- **SOURCE DOCUMENT**
== Segment start ==
Thursday, May 19, 2011

it moves, it moves.

walking into a paramount surprise. to know the heart you've waited for has only scanned the surface, and promptly decided they're better off alone. i've got memoirs of sunrise mornings and rain washed hair. back logging appraisals of cool, smooth skin. moving in closer, sighing with the comfort of the cold side of a pillow. you've stained all that i am. your lips etched themselves onto my forehead, your hands clearly marked my palms. ghostly suggestions of what you once were stroke my hair in the dark. i've got the feeling of your breath on my neck clouding the few thoughts that aren't lingering on you. weakened, my body molds to a silhouette it hardly remembers, but has trouble trying to forget. glad i caught wind of what you were planning, it would have been a shame to document a falsehood. you disappeared, and god knows how much I wish I never had to travel back home with you. if it weren't for the sudden change of scenery, would you have had the strength to pick a few more strings for me as we kissed under cover of your half hearted melody. finding it hard to convince myself there wasn’t beauty and truth behind the scam - but somehow its all i can seem to remember.


yelling out how you should be ashamed, but i know i'm feeling all the symptoms. missing faces that rearranged my world. so many castles have been built around here just to fall. reminding myself to turn right at red lights and to close the cabinet door, but never again will i forget that happiness only comes in graphic shades of grey. daylight’s finest dream didn't last long, but it was enough to remind me where my head belongs.
== Segment end ==
- **PROVIDED MATERIAL**
== Segment start ==
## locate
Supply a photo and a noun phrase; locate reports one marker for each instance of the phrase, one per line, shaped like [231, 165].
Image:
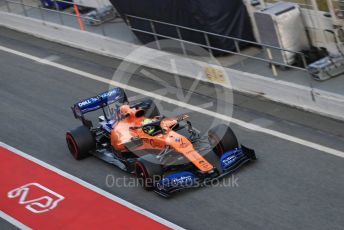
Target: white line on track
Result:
[13, 221]
[241, 123]
[87, 185]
== Segment end ==
- **DIRECTIONS**
Retype the blog post above, everything from "yelling out how" down to "my head belongs.", keeping every word and mark unchanged.

- **WRITTEN RESPONSE**
yelling out how you should be ashamed, but i know i'm feeling all the symptoms. missing faces that rearranged my world. so many castles have been built around here just to fall. reminding myself to turn right at red lights and to close the cabinet door, but never again will i forget that happiness only comes in graphic shades of grey. daylight’s finest dream didn't last long, but it was enough to remind me where my head belongs.